◆ **PASSAGE**:
------------------------------
April 27, 2009 at 2:59 pm
Thanks 🙂
Loading it up, now.
__________________________________________________
Against stupidity the gods themselves contend in vain. -- Friedrich Schiller
Stop, children, what's that sound? Everybody look what's going down. -- Stephen Stills
April 27, 2009 at 3:50 pm
I think your problem is solvable using a HAVING clause which ensures that the number of records for each user_id that is returned is equal to the number of model_id values passed to the query in the @modelList table variable. The DISTINCT keyword in the COUNT aggregate function is intended to ensure that any duplicate @ipr_equipment or @ipr_equipment_to_skill rows don't affect the results.
DECLARE @modelList TABLE (model_id varchar(20))
INSERT @modelList VALUES ('Cessna')
INSERT @modelList VALUES ('747')
DECLARE @skill_id varchar(20)
SELECT @skill_id = 'Servicing'
SELECT E.[user_id]
FROM @modelList ML
INNER JOIN @ipr_equipment E ON (ML.model_id = E.model_id)
INNER JOIN @ipr_equipment_to_skill E2S ON (E.equipment_id = E2S.equipment_id)
WHERE (E2S.skill_id = @skill_id)
AND (E2S.rating BETWEEN 5 AND 9)
GROUP BY E.[user_id]
HAVING (COUNT(DISTINCT E.model_id) = (SELECT COUNT(DISTINCT model_id) FROM @modelList))
April 27, 2009 at 4:38 pm
That seems to work. I'll have to wait till tomorrow to be able to fully test it.
A couple things to add into the twist, I only listed model_id to make things more simple, but there's actually a series_id as well. If something is series specific, model_id = -1 and series_id has a value, but if it's only model specific, it's the opposite. To take that into account, would I just need to make it
HAVING (COUNT(DISTINCT E.model_id) = (SELECT COUNT(DISTINCT model_id) FROM @modelSeriesList))
AND (COUNT(DISTINCT E.series_id) = (SELECT COUNT(DISTINCT series_id) FROM @modelList))
Also, there are chapter level skills and subchapter level skills. The subchapter levels are the ratings that are stored and are searched through by the code I've previously provided. If a chapter level skill is sent in, it looks up all the ratings for the subchapters within that chapter and then does a GROUP BY on user_id to get the average for that chapter for each user. I think I should be able to just add model_id and series_id to that GROUP BY and then GROUP BY the user_id with a SELECT around that, right?
------------------------------
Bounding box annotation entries
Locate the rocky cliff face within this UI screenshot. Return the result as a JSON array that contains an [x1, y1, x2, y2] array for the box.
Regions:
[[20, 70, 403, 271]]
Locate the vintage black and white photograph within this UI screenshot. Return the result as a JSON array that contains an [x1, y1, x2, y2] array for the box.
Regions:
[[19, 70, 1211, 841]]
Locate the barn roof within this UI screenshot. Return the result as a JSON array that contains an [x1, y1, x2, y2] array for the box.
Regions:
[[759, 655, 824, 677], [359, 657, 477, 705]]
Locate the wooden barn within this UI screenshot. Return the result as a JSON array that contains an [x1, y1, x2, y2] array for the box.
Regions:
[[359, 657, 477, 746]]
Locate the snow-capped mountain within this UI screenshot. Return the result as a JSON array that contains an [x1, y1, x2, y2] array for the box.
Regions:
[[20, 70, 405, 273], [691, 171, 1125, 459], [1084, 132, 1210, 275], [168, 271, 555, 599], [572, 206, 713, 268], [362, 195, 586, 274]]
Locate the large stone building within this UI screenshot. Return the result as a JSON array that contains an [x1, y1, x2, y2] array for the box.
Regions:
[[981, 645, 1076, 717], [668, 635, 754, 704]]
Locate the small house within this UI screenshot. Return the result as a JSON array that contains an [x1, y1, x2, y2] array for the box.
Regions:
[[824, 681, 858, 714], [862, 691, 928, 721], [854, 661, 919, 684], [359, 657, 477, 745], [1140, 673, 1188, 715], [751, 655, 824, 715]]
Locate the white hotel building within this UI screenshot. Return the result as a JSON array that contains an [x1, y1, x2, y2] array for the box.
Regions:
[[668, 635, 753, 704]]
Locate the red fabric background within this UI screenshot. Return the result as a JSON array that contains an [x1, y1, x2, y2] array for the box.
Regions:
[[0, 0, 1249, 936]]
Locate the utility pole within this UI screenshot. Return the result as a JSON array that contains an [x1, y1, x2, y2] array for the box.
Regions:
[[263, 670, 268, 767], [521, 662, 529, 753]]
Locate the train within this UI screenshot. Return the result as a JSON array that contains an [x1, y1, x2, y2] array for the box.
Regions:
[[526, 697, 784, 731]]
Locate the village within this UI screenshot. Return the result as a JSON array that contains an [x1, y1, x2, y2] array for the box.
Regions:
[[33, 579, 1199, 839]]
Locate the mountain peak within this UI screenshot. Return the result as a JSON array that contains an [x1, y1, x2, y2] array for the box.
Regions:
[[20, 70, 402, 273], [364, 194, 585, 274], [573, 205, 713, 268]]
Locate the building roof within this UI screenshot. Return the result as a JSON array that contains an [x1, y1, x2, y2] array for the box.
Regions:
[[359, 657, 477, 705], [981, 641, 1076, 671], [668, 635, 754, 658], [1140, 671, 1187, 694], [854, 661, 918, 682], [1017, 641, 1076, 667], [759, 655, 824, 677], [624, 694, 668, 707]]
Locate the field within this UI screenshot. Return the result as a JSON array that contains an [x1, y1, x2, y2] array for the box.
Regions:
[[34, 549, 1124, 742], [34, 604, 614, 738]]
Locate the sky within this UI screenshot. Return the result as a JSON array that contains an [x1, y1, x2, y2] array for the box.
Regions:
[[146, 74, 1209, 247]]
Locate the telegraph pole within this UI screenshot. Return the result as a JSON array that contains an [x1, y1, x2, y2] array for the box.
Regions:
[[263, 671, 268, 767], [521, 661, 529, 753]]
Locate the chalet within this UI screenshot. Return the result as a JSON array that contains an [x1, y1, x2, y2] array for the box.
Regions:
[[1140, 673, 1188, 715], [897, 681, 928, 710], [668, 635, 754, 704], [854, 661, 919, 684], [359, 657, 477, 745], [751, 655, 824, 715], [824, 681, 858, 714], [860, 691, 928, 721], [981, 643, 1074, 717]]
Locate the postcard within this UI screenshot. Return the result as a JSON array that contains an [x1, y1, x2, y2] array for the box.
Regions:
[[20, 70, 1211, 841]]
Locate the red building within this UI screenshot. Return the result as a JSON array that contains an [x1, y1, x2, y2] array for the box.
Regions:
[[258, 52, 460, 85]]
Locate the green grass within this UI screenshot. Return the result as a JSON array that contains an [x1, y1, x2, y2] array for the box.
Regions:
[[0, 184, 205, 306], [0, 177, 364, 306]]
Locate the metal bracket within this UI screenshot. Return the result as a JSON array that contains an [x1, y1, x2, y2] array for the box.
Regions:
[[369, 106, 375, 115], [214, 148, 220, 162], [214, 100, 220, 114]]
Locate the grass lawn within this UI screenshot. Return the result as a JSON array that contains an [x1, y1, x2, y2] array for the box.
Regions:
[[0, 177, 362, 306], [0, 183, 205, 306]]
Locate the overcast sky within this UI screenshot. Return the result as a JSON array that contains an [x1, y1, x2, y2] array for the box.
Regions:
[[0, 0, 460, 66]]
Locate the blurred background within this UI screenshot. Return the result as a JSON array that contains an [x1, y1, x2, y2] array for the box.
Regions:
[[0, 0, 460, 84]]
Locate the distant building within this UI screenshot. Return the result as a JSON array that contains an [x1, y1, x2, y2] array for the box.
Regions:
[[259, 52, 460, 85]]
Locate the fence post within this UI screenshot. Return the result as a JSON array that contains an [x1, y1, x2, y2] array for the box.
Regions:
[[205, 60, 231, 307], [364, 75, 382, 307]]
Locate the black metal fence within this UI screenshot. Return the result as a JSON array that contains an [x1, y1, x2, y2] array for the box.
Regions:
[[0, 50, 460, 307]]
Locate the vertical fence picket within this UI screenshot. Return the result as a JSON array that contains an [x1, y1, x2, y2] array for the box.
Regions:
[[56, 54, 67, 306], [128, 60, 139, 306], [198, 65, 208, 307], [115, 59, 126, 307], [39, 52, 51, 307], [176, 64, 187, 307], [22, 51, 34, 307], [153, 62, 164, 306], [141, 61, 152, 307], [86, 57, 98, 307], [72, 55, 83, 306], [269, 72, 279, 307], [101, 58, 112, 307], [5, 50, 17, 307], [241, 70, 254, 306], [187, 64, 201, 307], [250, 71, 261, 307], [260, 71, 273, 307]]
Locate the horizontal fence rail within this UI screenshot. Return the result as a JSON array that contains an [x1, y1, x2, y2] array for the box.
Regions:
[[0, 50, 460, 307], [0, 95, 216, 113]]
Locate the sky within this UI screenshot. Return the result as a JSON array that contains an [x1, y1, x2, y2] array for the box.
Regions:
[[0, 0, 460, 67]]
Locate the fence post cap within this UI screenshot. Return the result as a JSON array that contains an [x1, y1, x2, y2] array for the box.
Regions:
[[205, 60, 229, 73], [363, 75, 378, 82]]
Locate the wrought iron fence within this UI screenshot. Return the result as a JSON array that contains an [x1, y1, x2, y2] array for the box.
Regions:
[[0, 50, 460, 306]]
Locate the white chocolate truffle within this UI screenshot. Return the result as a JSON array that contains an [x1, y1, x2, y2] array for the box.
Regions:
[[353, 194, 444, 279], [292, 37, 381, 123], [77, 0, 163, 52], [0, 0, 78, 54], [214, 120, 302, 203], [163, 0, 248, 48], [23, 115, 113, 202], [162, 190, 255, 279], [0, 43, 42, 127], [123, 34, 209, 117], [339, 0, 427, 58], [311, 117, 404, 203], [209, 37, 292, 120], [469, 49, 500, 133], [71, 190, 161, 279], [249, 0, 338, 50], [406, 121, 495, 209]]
------------------------------
◆ **CHALLENGES**:
A) In the SQL thread, why does the suggested query put the DISTINCT keyword inside the COUNT function?
B) Count the lines of the entries that contain the word "fence", counting only matches with the same capitalization.
The thread and the entries come from separate, unrelated sources.

◆ **RESPONSES FOR EACH TASK**:
A) DISTINCT is there so that duplicate @ipr_equipment or @ipr_equipment_to_skill rows don't affect the results. The count then works as the HAVING clause needs, matching the number of model_id values passed in the @modelList table variable.

B) 6